小练习 A: 请找出记录中所有含有字符串“white”的行,并逐行照抄下来,注意区分大小写。

节选:
-*-*-

恰恰因为很多“观念”其实就是“利益”问题,因此,有些“观念”本质上是由制度安排决定的行为结果。比如对于农村土地和宅基地相关的改革,总有一种观点认为中国人有所谓“恋土”情结,并且把土地作为农村的社会保障,认为不能对土地制度进行改革。但其实随着经济的发展水平逐步提高,现有的农村土地根本无法承担社会保障的功能。有研究发现,“1986—2015年农业农村部农村固定观察点2万余农户,在已流转的土地中,2002年以来‘零租金’流转的比例均超过40%。2014年中国收入分配研究院对全国15个省、234个县区的抽样调查也发现,全国‘零租金’转出耕地的比例为39%,其中山西省和重庆市分别为70%和72%”,“利用全国农产品成本收益资料和农村固定观察点数据分析发现,以种植粮食作物为例,2015年农户经营自家承包的耕地,其收益仅占家庭总收入的5%。纯粹经营粮食生产的农户,若想获得全国农村户均收入水平,现阶段需经营耕地244亩,即需租入他人耕地236亩”,“根据农村固定观察点的数据计算,2015年全国耕地流转租金平均为243元/亩。据此计算,农民出租自己承包耕地所获得的养老金约为630元/人/年,仅占目前我国农村居民养老保障下限需求的10%”。如果说,以“恋土”情结和土地作为农村的社会保障为由,阻碍农村土地改革是“观念”问题的话,那么,“恋土”和家乡情结是否也受制度的影响呢?为了检验制度对于观念的影响,我和我的合作者用字节跳动上的视频大数据做了一个研究。我们发现一个城市所发布的视频被点赞数量既与本地人口数量有关,也与本地到外地工作的人口有关。我们认为,外出工作的人口数量与点赞家乡视频的数量相关,说明人的确有思念家乡的情结。但同时,我们还发现,点赞家乡和外出人口之间的相关性取决于人口流入地的制度安排,如果人口流入地的户籍门槛更低,那么点赞家乡和外出人口之间的相关系数就变小了。这不禁让我们想起中国的一个成语,叫“乐不思蜀”。进一步推论的话,如果阻碍人口流动的制度障碍得以改革,那么所谓由于“乡愁”之类的情感因素并不像人们所认为的那么强。

以上看上去是观念但其实并非观念的现象,本质上都和制度有关。经济学传统是重视制度的,但要进一步问,制度是哪来的?或者说政策是哪来的?我认为,制度和政策本身就是观念的结果。比如说,尽管农民有恋土情节或者土地是社会保障并不一定是当前普遍的事实,但当很多人认为“农民有恋土情结或者土地是社会保障”的时候,这种观念就会成为制度和政策转型的障碍。因此,如果不讨论观念问题,就很难解释为什么不合理的政策长期存在,甚至出现相互矛盾的政策。

-*-*-

取自某一集合的条目:
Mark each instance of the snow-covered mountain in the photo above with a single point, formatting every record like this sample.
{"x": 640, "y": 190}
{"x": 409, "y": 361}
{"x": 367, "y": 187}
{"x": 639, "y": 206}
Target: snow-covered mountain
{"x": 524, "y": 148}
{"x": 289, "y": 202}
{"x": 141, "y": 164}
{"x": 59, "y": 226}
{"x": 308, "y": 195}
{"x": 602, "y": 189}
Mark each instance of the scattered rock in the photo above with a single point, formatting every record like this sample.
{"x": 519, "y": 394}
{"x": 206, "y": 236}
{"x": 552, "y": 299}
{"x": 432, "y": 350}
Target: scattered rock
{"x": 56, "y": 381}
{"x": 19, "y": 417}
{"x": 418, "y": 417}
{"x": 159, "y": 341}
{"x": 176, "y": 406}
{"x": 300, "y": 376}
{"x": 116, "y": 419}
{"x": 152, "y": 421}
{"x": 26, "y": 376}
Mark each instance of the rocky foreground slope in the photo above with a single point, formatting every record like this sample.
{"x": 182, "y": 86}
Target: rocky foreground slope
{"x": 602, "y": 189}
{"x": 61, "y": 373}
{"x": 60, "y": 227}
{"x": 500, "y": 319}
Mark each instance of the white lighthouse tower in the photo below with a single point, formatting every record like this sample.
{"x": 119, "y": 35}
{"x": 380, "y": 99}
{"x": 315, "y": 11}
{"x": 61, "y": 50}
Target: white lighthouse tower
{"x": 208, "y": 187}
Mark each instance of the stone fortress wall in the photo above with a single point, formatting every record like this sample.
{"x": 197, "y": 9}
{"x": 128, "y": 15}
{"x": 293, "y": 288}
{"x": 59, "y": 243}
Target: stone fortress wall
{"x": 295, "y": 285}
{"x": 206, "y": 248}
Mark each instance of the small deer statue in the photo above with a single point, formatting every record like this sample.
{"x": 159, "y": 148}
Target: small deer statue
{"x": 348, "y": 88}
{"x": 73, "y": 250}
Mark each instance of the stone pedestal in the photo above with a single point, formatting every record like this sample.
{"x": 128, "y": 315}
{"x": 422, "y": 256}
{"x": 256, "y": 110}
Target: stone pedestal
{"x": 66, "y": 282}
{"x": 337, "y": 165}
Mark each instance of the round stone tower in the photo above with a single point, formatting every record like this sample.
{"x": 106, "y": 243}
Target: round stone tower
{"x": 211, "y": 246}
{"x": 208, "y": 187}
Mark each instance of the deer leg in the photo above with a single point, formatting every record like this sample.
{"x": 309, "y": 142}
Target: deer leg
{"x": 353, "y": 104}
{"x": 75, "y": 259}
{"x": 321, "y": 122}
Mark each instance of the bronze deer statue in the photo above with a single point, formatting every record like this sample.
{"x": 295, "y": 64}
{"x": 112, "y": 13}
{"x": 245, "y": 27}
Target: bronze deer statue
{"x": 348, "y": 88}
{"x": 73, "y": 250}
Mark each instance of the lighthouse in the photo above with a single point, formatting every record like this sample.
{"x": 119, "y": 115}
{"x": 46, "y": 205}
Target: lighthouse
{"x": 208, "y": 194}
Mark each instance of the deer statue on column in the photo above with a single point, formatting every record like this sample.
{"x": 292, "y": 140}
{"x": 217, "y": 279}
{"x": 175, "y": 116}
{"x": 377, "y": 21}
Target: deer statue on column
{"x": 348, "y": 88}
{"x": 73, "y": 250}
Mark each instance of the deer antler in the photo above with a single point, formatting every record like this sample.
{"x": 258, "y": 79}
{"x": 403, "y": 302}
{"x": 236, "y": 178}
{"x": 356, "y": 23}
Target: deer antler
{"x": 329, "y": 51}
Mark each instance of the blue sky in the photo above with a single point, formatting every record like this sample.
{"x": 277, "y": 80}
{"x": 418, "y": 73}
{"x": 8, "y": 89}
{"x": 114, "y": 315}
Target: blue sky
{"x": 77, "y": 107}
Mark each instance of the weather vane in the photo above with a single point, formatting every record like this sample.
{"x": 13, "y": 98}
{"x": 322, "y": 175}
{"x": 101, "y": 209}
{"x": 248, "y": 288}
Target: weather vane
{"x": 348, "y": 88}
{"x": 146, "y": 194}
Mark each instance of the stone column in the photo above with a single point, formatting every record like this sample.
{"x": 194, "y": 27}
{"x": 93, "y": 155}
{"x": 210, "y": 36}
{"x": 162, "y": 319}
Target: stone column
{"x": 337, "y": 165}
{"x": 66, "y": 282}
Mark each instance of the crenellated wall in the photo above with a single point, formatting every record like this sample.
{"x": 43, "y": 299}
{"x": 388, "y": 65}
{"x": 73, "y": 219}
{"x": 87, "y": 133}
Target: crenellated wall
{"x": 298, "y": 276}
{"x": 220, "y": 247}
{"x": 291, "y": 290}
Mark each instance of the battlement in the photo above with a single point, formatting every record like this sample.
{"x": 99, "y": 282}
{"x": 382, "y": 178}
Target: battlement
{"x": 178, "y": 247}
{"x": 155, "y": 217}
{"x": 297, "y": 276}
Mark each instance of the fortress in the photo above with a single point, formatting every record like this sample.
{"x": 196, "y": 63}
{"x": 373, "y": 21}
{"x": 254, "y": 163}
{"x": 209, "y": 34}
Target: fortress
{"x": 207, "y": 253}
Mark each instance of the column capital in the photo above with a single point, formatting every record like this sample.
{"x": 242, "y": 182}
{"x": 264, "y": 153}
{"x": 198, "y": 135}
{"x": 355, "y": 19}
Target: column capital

-*-*-

小练习 B: 请判断以下各项陈述是否与节选相符,逐项回答“是”或“否”,并一字不差地引用节选中起决定作用的文字:(i)2015年全国耕地流转租金平均为每亩243元;(ii)2014年的抽样调查中,山西省“零租金”转出耕地的比例为72%;(iii)作者认为制度和政策本身就是观念的结果。

参考答案 A:
Mark each instance of the white lighthouse tower in the photo below with a single point, formatting every record like this sample.
Target: white lighthouse tower

参考答案 B:
(i)是。“2015年全国耕地流转租金平均为243元/亩”
(ii)否。“其中山西省和重庆市分别为70%和72%”
(iii)是。“我认为,制度和政策本身就是观念的结果”